Written request a >>
Convert every line of the Stored data rows into a JSON list of strings, one string per line, leaving out blank lines.

Page extract >>
================

# MongoDB vs Cassandra

## Real software development

Over the 2 years we’ve been using MongoDB in production with our server monitoring tool, Server Density, we’ve built up significant experience and knowledge about how it works. Back in 2009 when I was looking at a replacement for MySQL I looked at Cassandra but dismissed it because MongoDB had several advantages, and Cassandra was still extremely early stage (even more so than MongoDB at the time). Having been invited to give a comparison at the Cassandra London Meetup, I thought I’d revisit it to see how it compares today.

Disclaimer: It’s important to note that much of what I know about MongoDB has been learnt through using it in production. We don’t use Cassandra so any comparisons are going to be fairly superficial but they will still be relevant because that’s the stage most people will be in when they are considering which database to pick. As a result of this I will try to avoid making technical comparisons about specific features because this will be biased towards my extensive understanding on MongoDB vs a limited understanding of Cassandra.

As such, this comparison is split into 2 types of difference – usage and operations.

• Usage: The actual usage as a developer implementing the application with the database.
• Operations: Points which are not directly about the core database but it’s suitability for production and management on an operational level.

================

(Stored data)
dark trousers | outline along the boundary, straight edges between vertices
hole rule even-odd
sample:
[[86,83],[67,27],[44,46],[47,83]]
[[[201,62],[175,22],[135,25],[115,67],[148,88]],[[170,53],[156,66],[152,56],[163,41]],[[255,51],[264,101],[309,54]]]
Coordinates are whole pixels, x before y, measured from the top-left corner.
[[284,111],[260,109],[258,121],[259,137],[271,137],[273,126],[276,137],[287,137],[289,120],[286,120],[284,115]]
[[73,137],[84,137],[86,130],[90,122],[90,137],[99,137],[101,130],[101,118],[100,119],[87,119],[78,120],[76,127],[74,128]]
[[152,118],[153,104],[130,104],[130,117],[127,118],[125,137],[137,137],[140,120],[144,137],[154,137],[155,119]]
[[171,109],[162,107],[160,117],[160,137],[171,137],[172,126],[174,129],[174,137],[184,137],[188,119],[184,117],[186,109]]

================

Written request b >>
Answer these questions from the MongoDB vs Cassandra page.
(i) For how long has MongoDB been used in production with Server Density?
(ii) In what year was a replacement for MySQL being sought?
(iii) Into which two types of difference is the comparison split?

Correct answer a >>
[
  "dark trousers | outline along the boundary, straight edges between vertices",
  "hole rule even-odd",
  "sample:",
  "[[86,83],[67,27],[44,46],[47,83]]",
  "[[[201,62],[175,22],[135,25],[115,67],[148,88]],[[170,53],[156,66],[152,56],[163,41]],[[255,51],[264,101],[309,54]]]",
  "Coordinates are whole pixels, x before y, measured from the top-left corner.",
  "[[284,111],[260,109],[258,121],[259,137],[271,137],[273,126],[276,137],[287,137],[289,120],[286,120],[284,115]]",
  "[[73,137],[84,137],[86,130],[90,122],[90,137],[99,137],[101,130],[101,118],[100,119],[87,119],[78,120],[76,127],[74,128]]",
  "[[152,118],[153,104],[130,104],[130,117],[127,118],[125,137],[137,137],[140,120],[144,137],[154,137],[155,119]]",
  "[[171,109],[162,107],[160,117],[160,137],[171,137],[172,126],[174,129],[174,137],[184,137],[188,119],[184,117],[186,109]]"
]

Correct answer b >>
(i) Two years.
(ii) 2009.
(iii) Usage and operations.